STATED PROBLEM » Output each line of the data as an item in a numbered list, leaving out blank lines and the pictures.

[Labeling and segmentation data]
· · ·

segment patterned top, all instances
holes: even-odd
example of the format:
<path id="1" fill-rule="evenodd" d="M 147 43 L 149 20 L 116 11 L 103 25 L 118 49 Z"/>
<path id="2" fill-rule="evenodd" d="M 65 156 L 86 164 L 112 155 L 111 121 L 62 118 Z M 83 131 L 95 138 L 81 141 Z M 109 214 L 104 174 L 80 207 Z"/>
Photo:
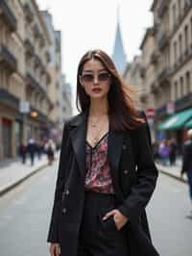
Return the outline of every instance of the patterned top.
<path id="1" fill-rule="evenodd" d="M 86 141 L 86 191 L 114 193 L 108 162 L 108 133 L 94 147 Z"/>

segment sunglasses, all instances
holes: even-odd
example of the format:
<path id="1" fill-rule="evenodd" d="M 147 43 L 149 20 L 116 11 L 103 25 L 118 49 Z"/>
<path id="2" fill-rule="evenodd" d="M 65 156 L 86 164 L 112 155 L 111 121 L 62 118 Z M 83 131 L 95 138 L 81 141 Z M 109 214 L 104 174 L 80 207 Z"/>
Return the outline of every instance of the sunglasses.
<path id="1" fill-rule="evenodd" d="M 97 80 L 99 82 L 107 82 L 108 81 L 108 78 L 110 77 L 110 74 L 108 72 L 102 72 L 97 74 Z M 93 74 L 84 74 L 81 76 L 83 83 L 92 83 L 94 81 L 95 75 Z"/>

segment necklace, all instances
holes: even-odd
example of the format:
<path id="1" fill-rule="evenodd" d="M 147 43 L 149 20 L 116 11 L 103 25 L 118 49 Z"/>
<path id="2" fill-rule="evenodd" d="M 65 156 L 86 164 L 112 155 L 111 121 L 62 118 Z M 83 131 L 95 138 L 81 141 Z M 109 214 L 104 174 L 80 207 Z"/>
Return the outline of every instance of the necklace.
<path id="1" fill-rule="evenodd" d="M 93 141 L 94 145 L 97 143 L 98 140 L 100 140 L 100 137 L 101 137 L 102 133 L 104 132 L 104 126 L 105 126 L 104 124 L 105 124 L 105 121 L 106 121 L 105 117 L 106 117 L 106 115 L 103 116 L 102 122 L 99 122 L 99 118 L 101 118 L 101 117 L 99 117 L 96 122 L 89 123 L 90 127 L 94 128 L 93 129 L 94 133 L 93 133 L 93 131 L 91 129 L 89 129 L 89 132 L 90 132 L 90 135 L 91 135 L 91 140 L 90 141 Z M 98 127 L 98 126 L 100 128 L 99 129 L 95 129 L 95 127 Z"/>

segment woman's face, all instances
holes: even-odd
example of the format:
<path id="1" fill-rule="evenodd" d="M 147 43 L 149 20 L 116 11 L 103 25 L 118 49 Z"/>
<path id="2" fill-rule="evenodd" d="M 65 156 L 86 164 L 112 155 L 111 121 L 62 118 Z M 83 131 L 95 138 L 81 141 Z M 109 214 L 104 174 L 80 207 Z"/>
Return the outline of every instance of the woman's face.
<path id="1" fill-rule="evenodd" d="M 80 83 L 90 98 L 107 97 L 110 82 L 110 74 L 100 61 L 92 59 L 84 64 Z"/>

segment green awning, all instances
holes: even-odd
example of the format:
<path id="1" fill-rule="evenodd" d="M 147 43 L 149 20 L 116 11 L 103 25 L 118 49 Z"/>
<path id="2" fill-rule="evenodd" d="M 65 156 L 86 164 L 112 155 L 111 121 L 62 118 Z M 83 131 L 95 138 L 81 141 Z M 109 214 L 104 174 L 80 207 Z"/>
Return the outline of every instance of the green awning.
<path id="1" fill-rule="evenodd" d="M 189 121 L 187 121 L 185 123 L 184 127 L 186 127 L 186 128 L 192 128 L 192 119 L 190 119 Z"/>
<path id="2" fill-rule="evenodd" d="M 165 121 L 157 126 L 158 130 L 177 130 L 184 126 L 184 124 L 192 117 L 192 108 L 179 112 L 169 116 Z"/>

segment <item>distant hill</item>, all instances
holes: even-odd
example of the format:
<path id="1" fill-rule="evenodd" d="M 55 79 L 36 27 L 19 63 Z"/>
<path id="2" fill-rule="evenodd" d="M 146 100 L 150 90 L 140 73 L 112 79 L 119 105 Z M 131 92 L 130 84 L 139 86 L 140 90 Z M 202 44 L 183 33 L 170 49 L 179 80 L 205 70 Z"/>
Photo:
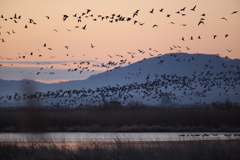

· · ·

TASK RESPONSE »
1. segment patterned top, all instances
2. holes: even-odd
3. example of the format:
4. <path id="1" fill-rule="evenodd" d="M 147 43 L 149 20 L 116 11 L 103 25 L 118 49 Z"/>
5. <path id="2" fill-rule="evenodd" d="M 65 156 L 86 164 L 112 155 L 111 121 L 62 118 Z M 83 131 L 95 138 L 81 141 Z M 109 214 L 104 174 L 80 207 Z"/>
6. Photo:
7. Return the outline of every instance of the patterned top.
8. <path id="1" fill-rule="evenodd" d="M 86 141 L 86 191 L 114 193 L 108 162 L 108 133 L 94 147 Z"/>
9. segment sunglasses, all instances
10. holes: even-odd
11. example of the format:
12. <path id="1" fill-rule="evenodd" d="M 147 43 L 149 20 L 116 11 L 103 25 L 118 49 Z"/>
13. <path id="2" fill-rule="evenodd" d="M 65 156 L 86 164 L 112 155 L 111 121 L 62 118 Z M 83 131 L 95 138 L 81 141 Z M 109 214 L 104 174 L 80 207 Z"/>
14. Return the outline of every instance of the sunglasses.
15. <path id="1" fill-rule="evenodd" d="M 97 80 L 99 82 L 107 82 L 108 81 L 108 78 L 110 77 L 110 74 L 108 72 L 102 72 L 97 74 Z M 93 74 L 84 74 L 81 76 L 83 83 L 92 83 L 94 81 L 95 75 Z"/>
16. segment necklace, all instances
17. holes: even-odd
18. example of the format:
19. <path id="1" fill-rule="evenodd" d="M 147 43 L 149 20 L 116 11 L 103 25 L 118 49 Z"/>
20. <path id="2" fill-rule="evenodd" d="M 65 156 L 86 164 L 112 155 L 111 121 L 62 118 Z M 83 131 L 95 138 L 81 141 Z M 109 214 L 104 174 L 80 207 Z"/>
21. Return the outline of every instance of the necklace.
22. <path id="1" fill-rule="evenodd" d="M 93 141 L 94 145 L 97 143 L 98 140 L 100 140 L 100 137 L 101 137 L 102 133 L 104 132 L 104 126 L 105 126 L 104 124 L 105 124 L 105 121 L 106 121 L 105 117 L 106 117 L 106 115 L 103 116 L 102 122 L 99 122 L 99 118 L 101 118 L 101 117 L 99 117 L 96 122 L 89 123 L 90 127 L 94 128 L 93 129 L 94 133 L 93 133 L 93 131 L 91 129 L 89 129 L 89 132 L 90 132 L 90 135 L 91 135 L 91 140 L 90 141 Z M 98 127 L 98 126 L 100 128 L 99 129 L 95 129 L 95 127 Z"/>
23. segment woman's face, all instances
24. holes: even-odd
25. example of the format:
26. <path id="1" fill-rule="evenodd" d="M 147 43 L 149 20 L 116 11 L 103 25 L 118 49 Z"/>
27. <path id="2" fill-rule="evenodd" d="M 65 156 L 86 164 L 112 155 L 111 121 L 62 118 Z M 83 131 L 95 138 L 81 141 Z M 109 214 L 104 174 L 80 207 Z"/>
28. Return the outline of every instance of the woman's face.
29. <path id="1" fill-rule="evenodd" d="M 80 83 L 90 98 L 107 97 L 110 82 L 110 74 L 100 61 L 92 59 L 84 64 Z"/>
30. segment green awning, all instances
31. holes: even-odd
32. example of the format:
33. <path id="1" fill-rule="evenodd" d="M 147 43 L 149 20 L 116 11 L 103 25 L 118 49 Z"/>
34. <path id="2" fill-rule="evenodd" d="M 65 156 L 86 164 L 112 155 L 111 121 L 62 118 Z M 83 131 L 95 138 L 81 141 Z M 109 214 L 104 174 L 80 207 Z"/>
35. Return the outline of every instance of the green awning.
36. <path id="1" fill-rule="evenodd" d="M 189 121 L 187 121 L 185 123 L 184 127 L 186 127 L 186 128 L 192 128 L 192 119 L 190 119 Z"/>
37. <path id="2" fill-rule="evenodd" d="M 165 121 L 157 126 L 158 130 L 177 130 L 184 126 L 184 124 L 192 117 L 192 108 L 179 112 L 169 116 Z"/>
38. segment <item>distant hill</item>, all instances
39. holes: even-odd
40. example of the format:
41. <path id="1" fill-rule="evenodd" d="M 55 79 L 36 27 L 19 63 Z"/>
42. <path id="2" fill-rule="evenodd" d="M 146 100 L 150 90 L 140 73 L 112 79 L 119 105 Z M 131 92 L 130 84 L 139 86 L 140 90 Z M 202 44 L 183 33 L 170 49 L 179 80 L 205 70 Z"/>
43. Photo:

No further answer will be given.